──────── ВЫБРАННЫЙ ОТРЫВОК ────────

Благодаря небывалой доселе деятельности большевиков Россия стала после войны самой притягательной страной; не имея точных сведений, одни безудержно восхищались ею, другие питали к ней столь же фанатичную вражду.

Никто достоверно не знал — из-за пропаганды и бешеной контрпропаганды, — что там происходило. Однако было ясно, что там затеяли нечто совершенно новое, нечто такое, что может повлиять на судьбы всего будущего мира.

Шоу, Уэллс, Барбюс, Истрати[10], Жид[11] и многие другие ездили туда; одни вернулись энтузиастами, иные — скептиками, и чего бы стоила моя сопричастность миру духа, моя устремленность к новизне, если бы я тотчас не загорелся возможностью, сопоставить свои представления с увиденным собственными глазами.

Там были очень популярны мои книги — не только собрание сочинений с предисловием Максима Горького, но и маленькие грошовые издания, имевшие хождение и самых широких слоях народа; я мог не сомневаться в хорошем приеме. Но меня удерживало то, что любая поездка в Россию в те годы немедленно обретала характер некоей политической акции; требовался, публичный отчет — признаешь или отрицаешь, — а я, испытывая глубочайшее отвращение и к политике, я к догматизму, не мог допустить, чтобы меня заставили после нескольких недель пребывания в этой необъятной стране выносить суждения о ней и о ее еще не решенных проблемах.

──────── ИСХОДНЫЕ ДАННЫЕ ────────

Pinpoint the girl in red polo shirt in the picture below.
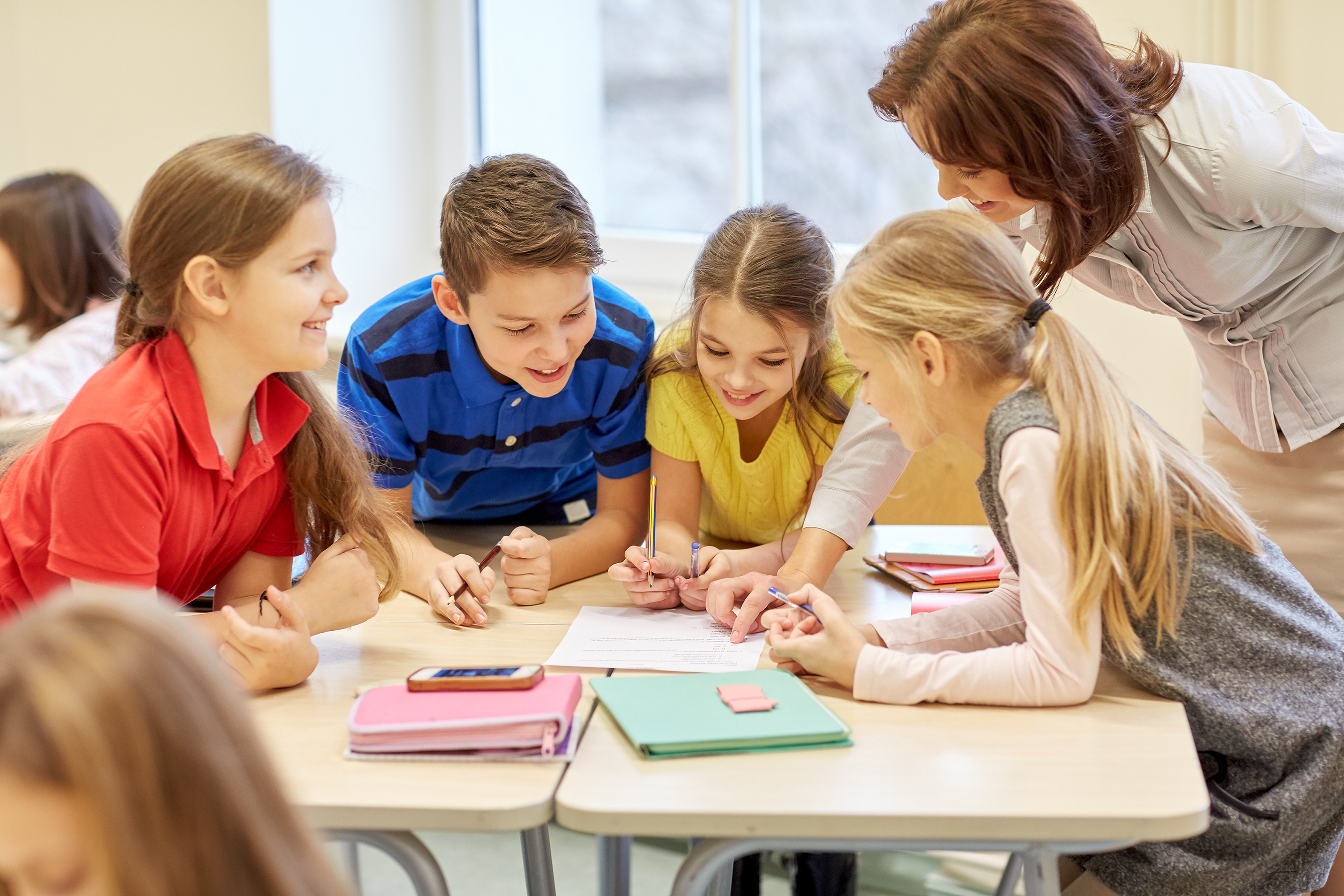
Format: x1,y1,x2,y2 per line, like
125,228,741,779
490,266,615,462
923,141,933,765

────────

• ЧТО СДЕЛАТЬ:
a: Кто написал предисловие к собранию сочинений, о котором говорится в отрывке о поездке в Россию?
b: Допишите следующую часть отрывка о поездке в Россию, начав сразу после его последнего предложения.
Этот материал существует отдельно от отрывка и с ним не связан.

• РЕШЁННЫЕ ЗАДАНИЯ:
a: Предисловие к собранию сочинений написал Максим Горький.

b:
Поэтому, несмотря на жгучее любопытство, я не решался отправиться в Советскую Россию. И вот весной 1928 года я получил приглашение — в качестве представителя от австрийских писателей принять участие в праздновании столетнего юбилея Льва Толстого и выступить с речью о нём на торжественном вечере. У меня ни было причин для отказа, поскольку поездка, в связи с общечеловеческой значимостью повода ее, не имела политического характера. Толстого — апостола непротивления — нельзя было представить большевиком, а говорить о нем как о писателе я имел полное право, так как моя книга о нем разошлась во многих тысячах экземпляров; к тому же мне представлялось, что для сплочения Европы это станет важным событием, если писатели всех стран объединятся, чтобы отдать дань восхищения величайшему среди них.

Я согласился, и мне не пришлось пожалеть о своем быстром решении. Поездка через Польшу уже была событием. Я увидел, насколько быстро умеет наше время залечивать раны, которые оно само себе наносит. Те самые галицийские города, развалины которых я видел в 1915-м, выглядели обновленными; я опять убедился, что десять лет, такой огромный для каждого человека период, — это всего лишь миг жизни народа. В Варшаве ничто не напоминало о том, что по ней дважды, трижды, четырежды прокатились победоносные и разбитые армии. В кафе блистали элегантные женщины. Стройные офицеры в приталенных мундирах прогуливались по улицам, похожие, скорее, на ловких придворных актеров, наряженных военными. Повсюду ощущалось оживление, доверие и оправданная гордость за то, что новая, республиканская Польша так быстро поднялась из руин.

От Варшавы было уже недалеко до русской границы. Местность становилась все более плоской, почва более песчаной; на каждой станции выстраивалось все население деревни в пестрых сельских нарядах: в запретную и закрытую страну проходил в те времена один поезд в день, и прохождение ослепительного вагона экспресса, соединяющего миры: Восток и Запад, — это было целым событием. Наконец добрались до пограничной станции Негорелое!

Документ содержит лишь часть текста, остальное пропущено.